→ Exercise: Reproduce the lines verbatim, starting at the first line of the items and ending at the line containing "215 36 L 214", with both ends included.

(Segmentation labeling items)

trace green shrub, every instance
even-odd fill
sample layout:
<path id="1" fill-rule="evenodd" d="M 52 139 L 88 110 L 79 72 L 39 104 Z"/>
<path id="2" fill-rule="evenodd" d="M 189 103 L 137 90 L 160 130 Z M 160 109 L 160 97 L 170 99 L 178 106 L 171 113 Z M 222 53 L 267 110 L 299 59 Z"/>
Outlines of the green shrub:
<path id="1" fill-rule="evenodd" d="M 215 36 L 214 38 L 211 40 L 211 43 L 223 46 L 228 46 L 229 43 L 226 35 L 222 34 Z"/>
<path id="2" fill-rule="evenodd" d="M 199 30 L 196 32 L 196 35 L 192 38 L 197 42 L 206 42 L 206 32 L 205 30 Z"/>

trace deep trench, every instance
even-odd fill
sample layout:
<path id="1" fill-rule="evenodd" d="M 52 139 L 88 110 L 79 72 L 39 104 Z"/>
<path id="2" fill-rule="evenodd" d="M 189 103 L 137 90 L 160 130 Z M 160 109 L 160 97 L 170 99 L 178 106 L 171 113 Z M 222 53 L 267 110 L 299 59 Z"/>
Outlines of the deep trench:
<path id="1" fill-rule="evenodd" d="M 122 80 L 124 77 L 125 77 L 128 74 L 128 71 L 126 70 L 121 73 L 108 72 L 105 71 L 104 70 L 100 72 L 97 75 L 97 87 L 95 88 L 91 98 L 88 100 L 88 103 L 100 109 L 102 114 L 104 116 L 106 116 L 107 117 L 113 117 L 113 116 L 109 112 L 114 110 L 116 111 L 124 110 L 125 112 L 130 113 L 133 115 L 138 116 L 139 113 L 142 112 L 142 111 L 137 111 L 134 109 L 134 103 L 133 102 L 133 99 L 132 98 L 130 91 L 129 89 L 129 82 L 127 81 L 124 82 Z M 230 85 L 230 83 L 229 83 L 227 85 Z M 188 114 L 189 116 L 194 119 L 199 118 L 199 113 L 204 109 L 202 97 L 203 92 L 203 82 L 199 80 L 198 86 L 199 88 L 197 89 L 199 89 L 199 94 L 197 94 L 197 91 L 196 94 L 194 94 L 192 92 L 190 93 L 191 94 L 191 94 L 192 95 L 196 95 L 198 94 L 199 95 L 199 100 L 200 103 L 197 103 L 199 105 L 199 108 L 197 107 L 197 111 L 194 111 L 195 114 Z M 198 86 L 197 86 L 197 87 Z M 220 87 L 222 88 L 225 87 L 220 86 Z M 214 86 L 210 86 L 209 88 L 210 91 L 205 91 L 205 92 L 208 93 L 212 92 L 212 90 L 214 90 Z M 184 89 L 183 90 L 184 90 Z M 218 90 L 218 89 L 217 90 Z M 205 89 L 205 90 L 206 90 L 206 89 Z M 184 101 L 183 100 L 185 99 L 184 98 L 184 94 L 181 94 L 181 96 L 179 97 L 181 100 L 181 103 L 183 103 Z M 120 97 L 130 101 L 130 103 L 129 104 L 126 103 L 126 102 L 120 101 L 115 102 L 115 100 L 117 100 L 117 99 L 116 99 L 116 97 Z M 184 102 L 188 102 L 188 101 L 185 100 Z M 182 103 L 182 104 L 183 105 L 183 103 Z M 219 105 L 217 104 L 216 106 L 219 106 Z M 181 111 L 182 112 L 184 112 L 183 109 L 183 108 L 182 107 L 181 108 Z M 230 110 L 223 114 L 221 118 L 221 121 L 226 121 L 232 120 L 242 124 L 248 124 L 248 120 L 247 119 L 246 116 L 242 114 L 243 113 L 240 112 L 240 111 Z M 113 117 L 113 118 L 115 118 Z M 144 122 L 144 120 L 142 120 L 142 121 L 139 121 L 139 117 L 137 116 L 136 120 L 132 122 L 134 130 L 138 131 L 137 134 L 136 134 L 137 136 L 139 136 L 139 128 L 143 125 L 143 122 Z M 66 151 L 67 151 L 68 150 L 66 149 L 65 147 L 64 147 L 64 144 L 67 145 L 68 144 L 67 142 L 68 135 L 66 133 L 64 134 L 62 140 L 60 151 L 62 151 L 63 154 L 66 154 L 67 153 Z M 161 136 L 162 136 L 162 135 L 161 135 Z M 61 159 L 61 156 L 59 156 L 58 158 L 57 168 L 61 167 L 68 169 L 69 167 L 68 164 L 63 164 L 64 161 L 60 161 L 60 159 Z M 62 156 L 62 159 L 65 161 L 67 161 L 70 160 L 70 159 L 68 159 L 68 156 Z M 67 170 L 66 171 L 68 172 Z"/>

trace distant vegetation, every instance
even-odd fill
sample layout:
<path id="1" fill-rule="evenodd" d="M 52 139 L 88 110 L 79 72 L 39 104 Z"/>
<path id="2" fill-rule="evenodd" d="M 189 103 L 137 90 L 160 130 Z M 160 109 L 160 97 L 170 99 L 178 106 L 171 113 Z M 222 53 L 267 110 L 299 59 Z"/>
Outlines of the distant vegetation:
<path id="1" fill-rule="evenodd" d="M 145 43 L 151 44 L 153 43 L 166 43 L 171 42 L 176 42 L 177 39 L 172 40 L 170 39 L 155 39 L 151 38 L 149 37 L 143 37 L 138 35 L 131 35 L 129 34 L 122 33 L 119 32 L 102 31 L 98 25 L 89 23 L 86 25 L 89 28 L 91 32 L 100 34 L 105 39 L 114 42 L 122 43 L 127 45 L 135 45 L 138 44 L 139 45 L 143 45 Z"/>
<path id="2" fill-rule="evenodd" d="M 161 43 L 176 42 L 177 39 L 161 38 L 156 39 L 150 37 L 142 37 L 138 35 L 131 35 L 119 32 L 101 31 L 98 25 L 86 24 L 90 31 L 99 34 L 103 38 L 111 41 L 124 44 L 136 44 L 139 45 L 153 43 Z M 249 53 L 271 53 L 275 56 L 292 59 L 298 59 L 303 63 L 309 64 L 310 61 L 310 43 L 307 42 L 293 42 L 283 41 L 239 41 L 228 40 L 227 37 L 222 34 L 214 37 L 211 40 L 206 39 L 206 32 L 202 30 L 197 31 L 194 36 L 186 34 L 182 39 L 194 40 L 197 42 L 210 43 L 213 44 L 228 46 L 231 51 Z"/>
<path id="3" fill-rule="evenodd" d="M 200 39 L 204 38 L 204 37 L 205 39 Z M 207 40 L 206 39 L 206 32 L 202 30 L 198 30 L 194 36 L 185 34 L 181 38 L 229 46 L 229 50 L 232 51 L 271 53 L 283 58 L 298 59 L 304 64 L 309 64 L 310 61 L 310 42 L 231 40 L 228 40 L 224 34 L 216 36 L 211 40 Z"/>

→ Correct response:
trace green shrub, every instance
even-odd fill
sample layout:
<path id="1" fill-rule="evenodd" d="M 52 139 L 88 110 L 79 72 L 39 104 Z"/>
<path id="2" fill-rule="evenodd" d="M 189 103 L 137 90 L 160 130 Z M 160 109 L 160 97 L 170 99 L 178 106 L 171 113 Z M 222 53 L 267 110 L 299 59 Z"/>
Outlines of the green shrub:
<path id="1" fill-rule="evenodd" d="M 215 36 L 214 38 L 211 40 L 211 43 L 223 46 L 228 46 L 229 43 L 226 35 L 222 34 Z"/>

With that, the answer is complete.